== Provided information ==

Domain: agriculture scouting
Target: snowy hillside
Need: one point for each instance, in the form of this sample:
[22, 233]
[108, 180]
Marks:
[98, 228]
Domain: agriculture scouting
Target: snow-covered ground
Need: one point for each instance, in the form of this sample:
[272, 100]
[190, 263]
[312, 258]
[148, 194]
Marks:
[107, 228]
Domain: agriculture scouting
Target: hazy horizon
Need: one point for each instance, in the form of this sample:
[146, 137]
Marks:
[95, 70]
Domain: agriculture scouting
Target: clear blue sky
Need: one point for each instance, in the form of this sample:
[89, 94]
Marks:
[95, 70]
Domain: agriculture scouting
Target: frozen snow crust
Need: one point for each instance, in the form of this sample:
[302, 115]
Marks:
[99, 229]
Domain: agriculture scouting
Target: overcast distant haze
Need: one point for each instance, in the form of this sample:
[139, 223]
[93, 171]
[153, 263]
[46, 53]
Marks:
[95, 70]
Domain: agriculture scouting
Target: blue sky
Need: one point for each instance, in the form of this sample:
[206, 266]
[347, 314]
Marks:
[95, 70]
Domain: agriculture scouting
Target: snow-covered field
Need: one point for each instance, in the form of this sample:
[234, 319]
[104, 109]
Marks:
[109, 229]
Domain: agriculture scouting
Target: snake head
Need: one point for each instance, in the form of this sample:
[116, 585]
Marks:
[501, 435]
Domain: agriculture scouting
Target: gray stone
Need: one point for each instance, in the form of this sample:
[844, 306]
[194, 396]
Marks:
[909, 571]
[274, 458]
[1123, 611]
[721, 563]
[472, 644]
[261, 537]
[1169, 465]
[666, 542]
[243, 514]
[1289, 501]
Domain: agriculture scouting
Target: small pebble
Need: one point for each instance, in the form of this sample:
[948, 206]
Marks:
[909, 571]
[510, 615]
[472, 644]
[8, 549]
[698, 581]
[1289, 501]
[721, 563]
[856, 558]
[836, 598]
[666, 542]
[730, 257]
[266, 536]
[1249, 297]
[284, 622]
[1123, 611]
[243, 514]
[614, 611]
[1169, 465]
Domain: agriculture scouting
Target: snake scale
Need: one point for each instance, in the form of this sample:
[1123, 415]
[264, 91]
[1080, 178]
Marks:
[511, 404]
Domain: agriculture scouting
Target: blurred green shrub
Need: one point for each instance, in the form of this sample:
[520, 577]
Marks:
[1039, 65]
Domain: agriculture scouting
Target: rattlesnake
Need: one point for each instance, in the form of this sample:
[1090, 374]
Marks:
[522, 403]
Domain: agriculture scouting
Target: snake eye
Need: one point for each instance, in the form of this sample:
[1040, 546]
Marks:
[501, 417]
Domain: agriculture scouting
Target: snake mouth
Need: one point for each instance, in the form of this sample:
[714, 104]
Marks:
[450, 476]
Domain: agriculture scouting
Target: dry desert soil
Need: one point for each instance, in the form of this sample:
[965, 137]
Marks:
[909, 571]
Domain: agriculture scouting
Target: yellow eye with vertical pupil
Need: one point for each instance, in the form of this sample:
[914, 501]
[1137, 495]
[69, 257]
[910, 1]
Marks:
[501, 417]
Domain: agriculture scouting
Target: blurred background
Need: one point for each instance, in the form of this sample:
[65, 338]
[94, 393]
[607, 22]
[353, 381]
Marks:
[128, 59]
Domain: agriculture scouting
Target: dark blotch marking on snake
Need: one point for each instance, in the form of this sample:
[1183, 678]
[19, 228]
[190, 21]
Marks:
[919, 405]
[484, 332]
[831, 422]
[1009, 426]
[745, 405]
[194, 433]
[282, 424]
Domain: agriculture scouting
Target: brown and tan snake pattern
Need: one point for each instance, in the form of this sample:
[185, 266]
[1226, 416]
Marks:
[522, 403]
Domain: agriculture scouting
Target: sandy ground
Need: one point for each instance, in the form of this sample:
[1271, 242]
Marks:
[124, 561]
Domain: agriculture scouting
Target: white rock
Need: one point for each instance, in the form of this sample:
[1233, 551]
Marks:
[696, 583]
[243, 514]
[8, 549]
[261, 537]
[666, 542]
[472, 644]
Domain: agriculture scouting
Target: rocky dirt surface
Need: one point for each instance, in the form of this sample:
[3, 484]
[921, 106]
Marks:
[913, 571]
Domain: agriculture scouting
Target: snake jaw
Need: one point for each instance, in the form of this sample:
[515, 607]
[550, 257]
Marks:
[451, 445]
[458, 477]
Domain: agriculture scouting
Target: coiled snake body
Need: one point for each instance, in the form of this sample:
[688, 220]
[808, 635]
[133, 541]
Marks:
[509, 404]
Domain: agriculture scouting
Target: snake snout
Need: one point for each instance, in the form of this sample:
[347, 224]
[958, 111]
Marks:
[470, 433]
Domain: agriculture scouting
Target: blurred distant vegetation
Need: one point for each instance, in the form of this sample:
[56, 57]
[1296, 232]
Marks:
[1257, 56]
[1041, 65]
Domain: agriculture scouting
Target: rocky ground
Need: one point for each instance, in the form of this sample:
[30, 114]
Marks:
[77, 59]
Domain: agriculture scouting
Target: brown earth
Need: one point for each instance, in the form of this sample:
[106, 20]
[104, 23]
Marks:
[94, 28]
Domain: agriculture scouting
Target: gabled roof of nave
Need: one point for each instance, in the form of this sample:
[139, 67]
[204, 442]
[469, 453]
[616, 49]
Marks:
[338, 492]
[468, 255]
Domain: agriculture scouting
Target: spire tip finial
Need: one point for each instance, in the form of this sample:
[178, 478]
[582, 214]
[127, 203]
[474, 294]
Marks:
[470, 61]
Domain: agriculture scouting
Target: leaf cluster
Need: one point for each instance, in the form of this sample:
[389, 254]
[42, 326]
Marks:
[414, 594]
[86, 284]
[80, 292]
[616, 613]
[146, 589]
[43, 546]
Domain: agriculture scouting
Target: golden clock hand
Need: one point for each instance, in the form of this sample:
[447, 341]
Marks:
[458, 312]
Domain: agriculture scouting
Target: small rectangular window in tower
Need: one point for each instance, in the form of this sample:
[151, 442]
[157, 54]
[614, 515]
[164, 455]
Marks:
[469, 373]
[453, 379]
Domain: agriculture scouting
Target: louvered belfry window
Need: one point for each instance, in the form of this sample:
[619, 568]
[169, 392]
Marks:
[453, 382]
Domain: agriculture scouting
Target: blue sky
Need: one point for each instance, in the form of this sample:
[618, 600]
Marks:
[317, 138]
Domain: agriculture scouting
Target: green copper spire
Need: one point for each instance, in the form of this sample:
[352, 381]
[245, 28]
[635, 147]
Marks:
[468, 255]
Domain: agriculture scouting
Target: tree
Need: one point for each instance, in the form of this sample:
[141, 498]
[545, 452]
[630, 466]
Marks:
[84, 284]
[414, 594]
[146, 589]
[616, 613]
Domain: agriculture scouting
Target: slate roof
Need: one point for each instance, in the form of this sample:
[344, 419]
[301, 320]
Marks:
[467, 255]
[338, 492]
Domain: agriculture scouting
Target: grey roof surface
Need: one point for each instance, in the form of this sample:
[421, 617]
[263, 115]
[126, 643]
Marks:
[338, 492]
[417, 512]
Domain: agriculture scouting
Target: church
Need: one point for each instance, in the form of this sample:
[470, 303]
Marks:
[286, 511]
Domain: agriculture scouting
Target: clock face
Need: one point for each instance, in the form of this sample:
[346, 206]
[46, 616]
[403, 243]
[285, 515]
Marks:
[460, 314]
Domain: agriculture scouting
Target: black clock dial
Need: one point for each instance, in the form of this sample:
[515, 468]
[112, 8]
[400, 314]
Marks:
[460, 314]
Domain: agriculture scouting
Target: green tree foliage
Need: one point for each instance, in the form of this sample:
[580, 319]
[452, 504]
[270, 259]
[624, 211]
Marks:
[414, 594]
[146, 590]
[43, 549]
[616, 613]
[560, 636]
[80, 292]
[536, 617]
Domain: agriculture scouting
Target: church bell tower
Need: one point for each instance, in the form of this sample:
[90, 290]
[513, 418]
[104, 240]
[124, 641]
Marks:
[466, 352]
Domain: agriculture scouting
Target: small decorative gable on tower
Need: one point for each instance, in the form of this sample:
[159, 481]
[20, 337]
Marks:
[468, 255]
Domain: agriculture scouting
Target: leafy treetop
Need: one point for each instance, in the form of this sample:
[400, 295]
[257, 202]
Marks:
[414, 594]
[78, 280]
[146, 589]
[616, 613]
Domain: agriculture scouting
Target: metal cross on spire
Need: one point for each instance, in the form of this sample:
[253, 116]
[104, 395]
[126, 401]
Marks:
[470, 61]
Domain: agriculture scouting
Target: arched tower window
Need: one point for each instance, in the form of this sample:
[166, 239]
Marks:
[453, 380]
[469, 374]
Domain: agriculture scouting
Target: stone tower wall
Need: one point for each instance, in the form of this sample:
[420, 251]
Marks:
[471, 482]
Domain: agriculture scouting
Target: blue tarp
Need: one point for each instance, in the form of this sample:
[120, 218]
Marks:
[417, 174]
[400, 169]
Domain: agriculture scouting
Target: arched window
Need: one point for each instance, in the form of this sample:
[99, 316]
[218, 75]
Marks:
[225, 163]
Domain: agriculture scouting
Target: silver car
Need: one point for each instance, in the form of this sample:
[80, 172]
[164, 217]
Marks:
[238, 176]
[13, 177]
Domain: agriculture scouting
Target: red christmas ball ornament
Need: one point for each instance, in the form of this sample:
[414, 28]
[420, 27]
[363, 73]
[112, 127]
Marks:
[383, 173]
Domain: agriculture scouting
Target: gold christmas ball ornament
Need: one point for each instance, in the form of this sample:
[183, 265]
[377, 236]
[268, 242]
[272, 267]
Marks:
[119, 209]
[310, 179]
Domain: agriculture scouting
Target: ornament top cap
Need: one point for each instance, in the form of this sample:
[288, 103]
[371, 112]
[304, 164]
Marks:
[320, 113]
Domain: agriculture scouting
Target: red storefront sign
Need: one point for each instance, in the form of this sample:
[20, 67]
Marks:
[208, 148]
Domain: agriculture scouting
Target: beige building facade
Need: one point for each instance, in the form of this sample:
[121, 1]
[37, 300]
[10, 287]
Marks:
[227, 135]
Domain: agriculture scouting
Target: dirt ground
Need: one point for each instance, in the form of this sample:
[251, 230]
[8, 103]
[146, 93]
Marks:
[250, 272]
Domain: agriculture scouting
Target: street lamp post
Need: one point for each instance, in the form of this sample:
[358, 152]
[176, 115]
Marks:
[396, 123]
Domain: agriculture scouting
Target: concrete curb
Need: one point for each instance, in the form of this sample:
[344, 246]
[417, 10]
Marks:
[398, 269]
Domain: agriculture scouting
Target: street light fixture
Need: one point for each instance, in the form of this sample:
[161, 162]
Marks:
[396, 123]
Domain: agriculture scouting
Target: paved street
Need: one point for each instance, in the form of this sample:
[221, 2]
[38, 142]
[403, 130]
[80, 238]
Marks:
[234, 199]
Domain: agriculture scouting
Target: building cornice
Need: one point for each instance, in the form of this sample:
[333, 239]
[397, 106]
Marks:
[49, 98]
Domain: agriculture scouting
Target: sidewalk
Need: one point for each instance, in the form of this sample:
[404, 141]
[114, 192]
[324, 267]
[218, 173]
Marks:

===

Work item:
In the listing above, find each line with the word "arched" and copy it.

Task answer:
Target: arched tower window
Target: arched window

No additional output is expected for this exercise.